== Data shown ==
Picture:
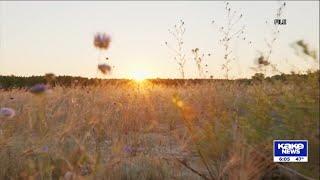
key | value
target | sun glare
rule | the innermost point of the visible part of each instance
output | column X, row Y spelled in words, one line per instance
column 139, row 76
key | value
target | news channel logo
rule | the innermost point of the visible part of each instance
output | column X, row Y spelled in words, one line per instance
column 290, row 151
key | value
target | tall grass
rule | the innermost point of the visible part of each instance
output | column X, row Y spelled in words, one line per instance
column 212, row 130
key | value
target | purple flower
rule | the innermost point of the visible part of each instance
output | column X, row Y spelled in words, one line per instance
column 45, row 149
column 102, row 41
column 104, row 68
column 38, row 88
column 7, row 112
column 128, row 149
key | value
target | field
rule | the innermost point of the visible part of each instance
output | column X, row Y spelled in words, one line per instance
column 146, row 130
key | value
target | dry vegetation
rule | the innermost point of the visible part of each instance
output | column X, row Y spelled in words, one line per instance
column 212, row 130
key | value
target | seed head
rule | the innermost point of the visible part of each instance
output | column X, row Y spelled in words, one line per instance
column 102, row 41
column 104, row 68
column 7, row 112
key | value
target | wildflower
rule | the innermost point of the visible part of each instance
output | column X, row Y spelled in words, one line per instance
column 69, row 175
column 104, row 68
column 102, row 41
column 7, row 112
column 38, row 88
column 45, row 149
column 128, row 149
column 263, row 61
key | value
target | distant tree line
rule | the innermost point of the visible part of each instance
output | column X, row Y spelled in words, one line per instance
column 9, row 82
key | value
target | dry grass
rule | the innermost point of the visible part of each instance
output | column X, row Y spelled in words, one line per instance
column 145, row 131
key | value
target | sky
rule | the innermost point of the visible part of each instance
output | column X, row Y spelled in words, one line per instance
column 39, row 37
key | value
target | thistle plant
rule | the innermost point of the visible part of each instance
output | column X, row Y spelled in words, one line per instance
column 179, row 55
column 233, row 30
column 263, row 61
column 199, row 58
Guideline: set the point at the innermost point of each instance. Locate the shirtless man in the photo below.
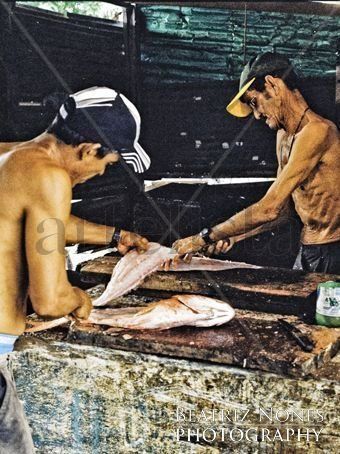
(36, 180)
(308, 153)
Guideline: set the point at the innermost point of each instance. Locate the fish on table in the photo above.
(133, 268)
(179, 310)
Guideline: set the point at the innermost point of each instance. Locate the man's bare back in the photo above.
(36, 180)
(22, 171)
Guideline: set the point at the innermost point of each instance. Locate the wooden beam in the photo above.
(252, 341)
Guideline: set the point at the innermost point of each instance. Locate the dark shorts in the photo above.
(15, 434)
(319, 258)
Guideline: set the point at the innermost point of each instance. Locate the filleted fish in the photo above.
(133, 268)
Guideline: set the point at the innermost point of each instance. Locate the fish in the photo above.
(133, 268)
(37, 325)
(179, 310)
(131, 271)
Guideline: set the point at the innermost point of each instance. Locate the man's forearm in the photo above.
(80, 231)
(248, 222)
(261, 229)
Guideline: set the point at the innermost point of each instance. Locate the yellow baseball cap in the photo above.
(259, 66)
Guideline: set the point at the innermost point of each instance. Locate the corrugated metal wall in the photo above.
(191, 59)
(191, 44)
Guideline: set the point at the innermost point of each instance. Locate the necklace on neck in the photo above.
(293, 139)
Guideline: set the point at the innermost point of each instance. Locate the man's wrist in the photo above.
(205, 234)
(116, 236)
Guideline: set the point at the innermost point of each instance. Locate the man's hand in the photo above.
(83, 311)
(220, 247)
(129, 240)
(186, 247)
(189, 245)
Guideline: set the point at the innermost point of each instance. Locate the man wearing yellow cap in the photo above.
(308, 153)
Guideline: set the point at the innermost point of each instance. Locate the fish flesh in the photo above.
(37, 325)
(179, 310)
(133, 268)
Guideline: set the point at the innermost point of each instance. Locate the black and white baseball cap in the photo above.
(259, 66)
(102, 115)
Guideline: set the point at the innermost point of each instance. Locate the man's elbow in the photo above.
(271, 213)
(47, 307)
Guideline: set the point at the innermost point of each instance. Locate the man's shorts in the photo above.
(319, 258)
(15, 434)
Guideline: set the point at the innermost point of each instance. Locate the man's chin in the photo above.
(272, 124)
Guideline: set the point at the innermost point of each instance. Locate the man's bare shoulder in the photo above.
(318, 133)
(49, 179)
(38, 176)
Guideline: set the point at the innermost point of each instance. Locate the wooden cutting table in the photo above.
(255, 339)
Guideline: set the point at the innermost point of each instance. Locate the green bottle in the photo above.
(328, 304)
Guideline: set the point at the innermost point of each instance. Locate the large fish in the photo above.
(179, 310)
(133, 268)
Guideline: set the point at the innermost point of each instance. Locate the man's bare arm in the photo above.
(80, 231)
(47, 212)
(307, 151)
(7, 146)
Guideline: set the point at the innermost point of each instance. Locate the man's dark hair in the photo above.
(289, 77)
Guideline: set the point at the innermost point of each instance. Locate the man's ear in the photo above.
(273, 85)
(87, 150)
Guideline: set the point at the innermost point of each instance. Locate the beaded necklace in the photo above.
(293, 139)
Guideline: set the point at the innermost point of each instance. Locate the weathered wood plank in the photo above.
(251, 341)
(274, 290)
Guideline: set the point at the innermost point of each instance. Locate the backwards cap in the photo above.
(102, 115)
(259, 66)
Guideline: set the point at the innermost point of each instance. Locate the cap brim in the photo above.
(238, 108)
(137, 158)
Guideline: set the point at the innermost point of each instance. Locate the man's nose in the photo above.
(257, 114)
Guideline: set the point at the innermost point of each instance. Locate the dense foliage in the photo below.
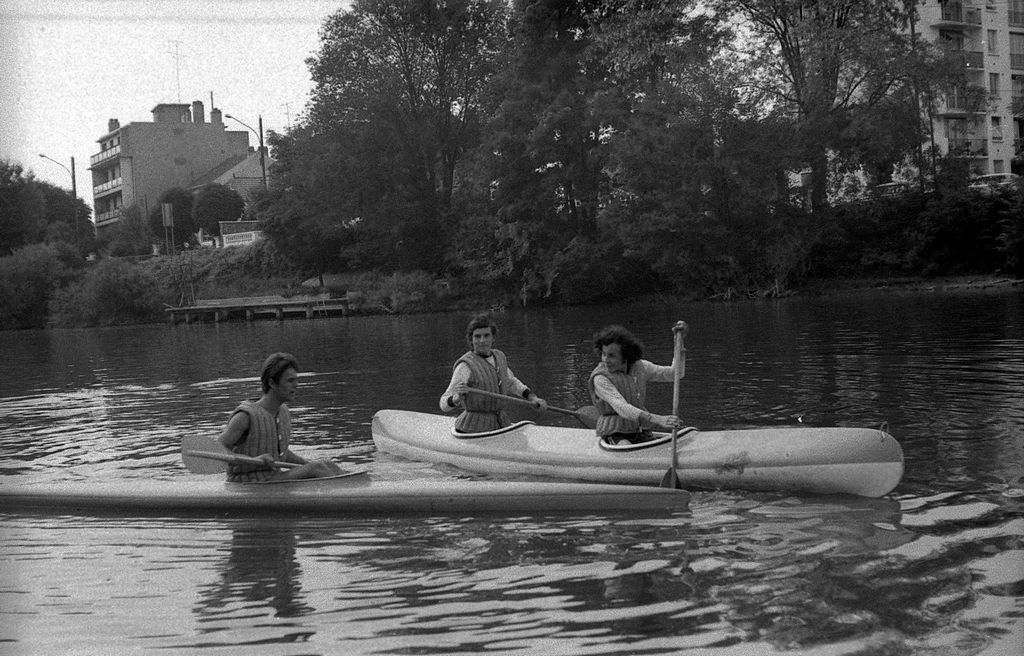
(34, 212)
(564, 151)
(578, 150)
(213, 204)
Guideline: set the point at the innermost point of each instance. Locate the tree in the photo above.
(396, 102)
(22, 208)
(183, 229)
(213, 204)
(825, 58)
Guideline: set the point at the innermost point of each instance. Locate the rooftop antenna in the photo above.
(177, 67)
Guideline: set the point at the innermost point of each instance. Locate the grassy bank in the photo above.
(45, 287)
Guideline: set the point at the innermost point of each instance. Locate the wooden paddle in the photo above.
(586, 414)
(203, 454)
(679, 368)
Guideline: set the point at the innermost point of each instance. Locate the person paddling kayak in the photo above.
(619, 387)
(263, 429)
(486, 368)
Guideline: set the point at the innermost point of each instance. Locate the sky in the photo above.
(69, 66)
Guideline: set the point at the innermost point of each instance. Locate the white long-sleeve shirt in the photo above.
(461, 377)
(643, 369)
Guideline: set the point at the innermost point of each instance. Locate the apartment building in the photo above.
(988, 36)
(140, 161)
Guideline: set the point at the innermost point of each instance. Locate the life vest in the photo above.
(267, 434)
(483, 412)
(633, 389)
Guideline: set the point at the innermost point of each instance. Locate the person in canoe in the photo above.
(486, 368)
(263, 429)
(619, 386)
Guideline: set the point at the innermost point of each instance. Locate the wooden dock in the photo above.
(259, 306)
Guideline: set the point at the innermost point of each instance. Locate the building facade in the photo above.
(138, 162)
(983, 122)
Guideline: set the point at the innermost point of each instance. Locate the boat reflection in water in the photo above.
(261, 571)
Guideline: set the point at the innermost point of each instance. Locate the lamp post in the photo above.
(74, 190)
(262, 163)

== Task directions ==
Return the full listing exactly as it appears above, without its pictures.

== Result ==
Picture:
key | value
target | sun glare
rule | the innermost point of the visible part of each instance
output | column X, row Y spelled in words, one line per instance
column 139, row 76
key | value
target | news channel logo
rule | the innermost point of the visible part of each instance
output | column X, row Y spelled in words, one line per instance
column 290, row 151
key | value
target | tall grass
rule | the innermost point of the visible part of each instance
output | column X, row Y spelled in words, one line per instance
column 212, row 130
key | value
target | purple flower
rule | the innermost point of the visible part of each instance
output | column X, row Y spelled in words, one line per instance
column 45, row 149
column 102, row 41
column 104, row 68
column 38, row 88
column 7, row 112
column 128, row 149
key | value
target | field
rule | the innermost point of the visible part of each instance
output | column X, row Y spelled in words, one line per instance
column 146, row 130
key | value
target | dry vegetation
rule | the innermost point of the visible part of each instance
output | column X, row Y spelled in words, one line per instance
column 212, row 130
key | value
target | seed head
rule | the innermost point of the visible part of each instance
output | column X, row Y spelled in words, one line per instance
column 102, row 41
column 104, row 68
column 7, row 112
key | value
target | wildflower
rule | the innermost point of the visible part of each instance
output | column X, row Y spelled in words, one line per instance
column 69, row 175
column 104, row 68
column 102, row 41
column 7, row 112
column 38, row 88
column 45, row 149
column 128, row 149
column 263, row 61
key | value
target | distant tree line
rule | the innermost point of the visible part of each instance
output | column X, row Y spelled in words, one line per instance
column 9, row 82
key | value
target | dry grass
rule | the innermost point of the visible part of each instance
output | column X, row Y spelled in words, one line per instance
column 145, row 131
key | value
target | sky
rule | the innermost point of the visible part of each instance
output | column X, row Y spelled in words, one line per instance
column 39, row 37
key | value
target | thistle plant
rule | the innermost point of the visible part of each instance
output | column X, row Y spelled in words, one line per instance
column 179, row 55
column 233, row 30
column 263, row 61
column 199, row 58
Guideline: set the point at the innermost point of each instance. Locate the shirtless man in the photo below.
(36, 180)
(308, 153)
Guideline: set the point at the innermost point of each instance. Locate the fish on table in the photo above.
(133, 268)
(179, 310)
Guideline: set the point at the innermost point of each instance. Locate the man's bare back in the photo above.
(36, 180)
(22, 171)
Guideline: set the point at the innermost point of each instance. Locate the wooden beam in the photo above.
(252, 341)
Guideline: set the point at the innermost point of each instance. Locate the dark shorts in the photo above.
(15, 434)
(319, 258)
Guideline: set the point at the innermost point of each instance. Locate the filleted fish in the photo above.
(133, 268)
Guideline: set the point at the innermost point of each instance. Locate the fish in the photo above.
(133, 268)
(37, 325)
(179, 310)
(131, 271)
Guideline: set the point at the innermost point of each instance. Locate the man's forearm in the photo above.
(80, 231)
(248, 222)
(261, 229)
Guideline: set the point at the innermost point of each instance. Locate the yellow baseball cap in the photo above.
(259, 66)
Guideline: set the point at the innermost point of each instance. Locate the corrugated metal wall in the photo above.
(191, 59)
(191, 44)
Guideline: set the point at the innermost point of each instance. Locate the necklace on neck in the photo above.
(293, 139)
Guideline: set the point at the innermost point of each instance. Locate the man's wrist in the photo above.
(205, 234)
(116, 236)
Guideline: set the point at the innermost point of each instance. Locate the man's hand in the photo above.
(83, 311)
(220, 247)
(129, 240)
(186, 247)
(189, 245)
Guideline: set the point at the innermost point of each instance. Locate the man wearing yellow cap in the photo above.
(308, 153)
Guideline: set the point at the innermost point of each instance. Locate the fish flesh in the photo above.
(37, 325)
(179, 310)
(133, 268)
Guideline: set the point at the innermost point of each instance. Locate the black and white baseball cap in the photo above.
(259, 66)
(102, 115)
Guideline: set the point at the innermost point of each instance. Locate the man's elbow in the photo above.
(271, 213)
(47, 307)
Guideline: set the point at the innermost point of each instance. Locate the man's shorts in the photo above.
(319, 258)
(15, 434)
Guideline: set the point at the innermost point of each instance. Locate the man's chin in the photo above.
(272, 124)
Guideline: set the point at the innermost point of each instance. Locate the man's bare shoulder in the photo above.
(318, 133)
(49, 179)
(38, 176)
Guideline: set the point at the innermost point of each instance. Locate the wooden cutting table in the photo above.
(255, 339)
Guideline: set the point at the innermost point of each instance. Locate the green bottle in the photo above.
(328, 304)
Guideline: set the point at the innermost point of each instance. Locate the large fish in the photo above.
(179, 310)
(133, 268)
Guideline: set the point at the innermost point of each instance. Locate the man's bare arm in the photo above.
(80, 231)
(47, 212)
(307, 151)
(7, 146)
Guideline: set the point at the innermost point of each instance. Locate the man's dark hair in the photo above.
(289, 77)
Guideline: set the point at the innermost point of each instance. Locate the man's ear in the photo above.
(273, 85)
(87, 150)
Guideline: set the point at the innermost point of each instance. Locate the beaded necklace in the photo above.
(293, 139)
Guideline: set the point at the innermost point of each instance. Locate the weathered wood plank in the photo above.
(251, 341)
(274, 290)
Guideline: set the point at the innermost point of each instance. Locate the backwards cap in the photo above.
(102, 115)
(259, 66)
Guideline: set the point at the innermost point of each instance. Locate the cap brim in the photo above.
(238, 108)
(137, 158)
Guideline: set the point at the innermost point of each instance. Locate the man's nose in the photo above.
(257, 114)
Guideline: set the point at the innermost point of each instance. Locate the dense foliage in the photo below.
(34, 212)
(564, 151)
(578, 150)
(213, 204)
Guideline: set the point at the innermost point of each instance. Locate the tree in the photo above.
(396, 102)
(22, 208)
(183, 229)
(213, 204)
(825, 58)
Guideline: set the point at the innermost point of each instance. Locate the rooftop antenna in the photo above.
(177, 67)
Guideline: set the point at the innermost point of each instance. Locate the grassy bank in the photo above.
(45, 287)
Guideline: set the point at the innermost point of each instance. Locate the wooden paddle in the photo above.
(586, 414)
(203, 454)
(679, 368)
Guideline: set the point at the innermost point of each instance. Locate the person paddling kayak in the photo above.
(619, 387)
(263, 429)
(486, 368)
Guideline: set the point at the innermost point of each instance. Locate the sky in the photo above.
(69, 66)
Guideline: set the point at the innermost point of each instance. Locate the white long-sleeve shirt in the photo above.
(461, 377)
(643, 369)
Guideline: set the point at the innermost point of each instance. Locate the apartment building in the photo above.
(988, 36)
(140, 161)
Guideline: set the point at the innermost point of each instance. Locate the life vest in the photo above.
(267, 434)
(483, 412)
(633, 389)
Guideline: set the point at the innermost point of each instance. Locate the person in canoe in the photo above.
(486, 368)
(263, 429)
(619, 386)
Guideline: set the point at the innermost point of each instance. Locate the wooden dock in the photo above.
(259, 306)
Guideline: set the point at the innermost point of each instance. Locate the building facade in the photo above.
(138, 162)
(983, 122)
Guideline: set the point at the innermost point of each instance. Locate the boat reflection in water in the photo above.
(261, 571)
Guideline: set the point at the innermost point of each instance. Locate the lamp post in the photo above.
(74, 190)
(262, 163)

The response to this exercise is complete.